Extracto facilitado:
----------------
La cosa empezó de la forma más simple a la par que absurda: un buen día decidí buscar información en Internet sobre «muñecas hinchables con cabello natural», y desde entonces las muñecas de esta categoría me aparecen cada vez que conecto mi ordenador, teléfono móvil, tablet y/o cualquier artilugio con conexión a la red de redes, incluido mi frigorífico inteligente y no frost.
Resulta que un personaje del relato que estaba escribiendo a la sazón debía obsesionarse con una muñeca de plexiglás hasta el punto de que su vida se iba a convertir en un delirio. Y decidí documentarme antes de meter la pata, es decir, el zancajo, hablando de un asunto, el de las muñecas hinchables, que hasta ese momento no me resultaba más familiar que al resto de los mortales. Durante mucho tiempo no supe cómo el Universo se había enterado de semejante «investigación literaria», que nada tenía que ver con el fetichismo y la perversión que desde entonces me atribuyen mis amigos y conocidos, además de cierta periodista que también es crítica literaria.
----------------
Entradas del listado:
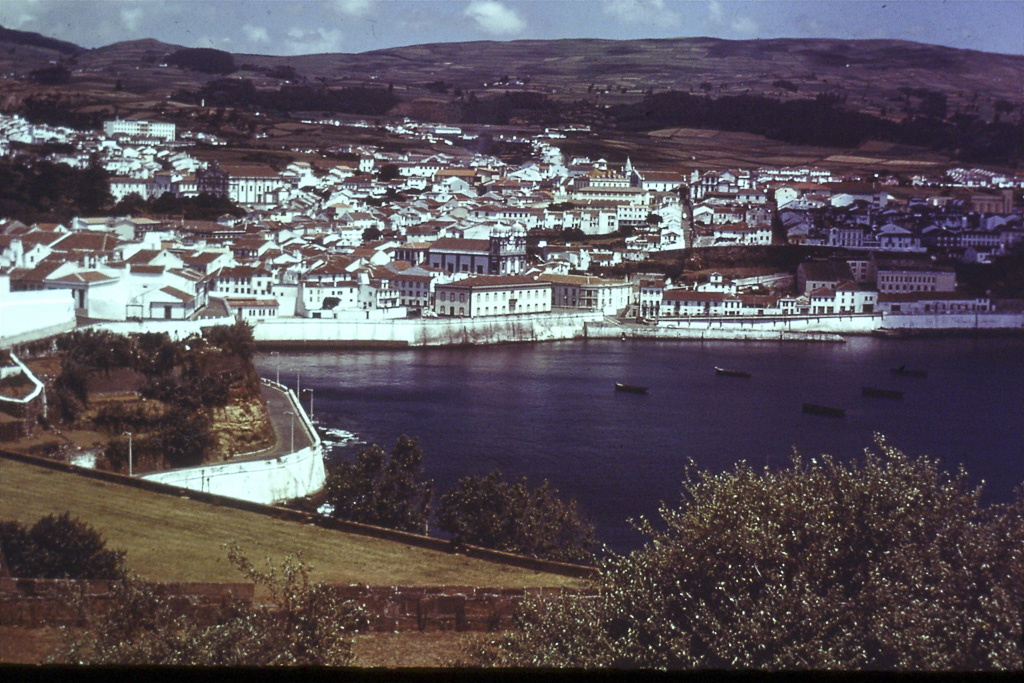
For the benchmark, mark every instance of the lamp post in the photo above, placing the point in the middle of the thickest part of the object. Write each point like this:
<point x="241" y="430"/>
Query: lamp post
<point x="310" y="402"/>
<point x="129" y="454"/>
<point x="293" y="429"/>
----------------
Partes del ejercicio:
A - Según el extracto, ¿de qué material era la muñeca con la que debía obsesionarse un personaje del relato?
B - Copia del extracto el pasaje que empieza con "Resulta que un" y sigue hasta "es crítica literaria.".

Resultados:
A - De plexiglás.

B -
Resulta que un personaje del relato que estaba escribiendo a la sazón debía obsesionarse con una muñeca de plexiglás hasta el punto de que su vida se iba a convertir en un delirio. Y decidí documentarme antes de meter la pata, es decir, el zancajo, hablando de un asunto, el de las muñecas hinchables, que hasta ese momento no me resultaba más familiar que al resto de los mortales. Durante mucho tiempo no supe cómo el Universo se había enterado de semejante «investigación literaria», que nada tenía que ver con el fetichismo y la perversión que desde entonces me atribuyen mis amigos y conocidos, además de cierta periodista que también es crítica literaria.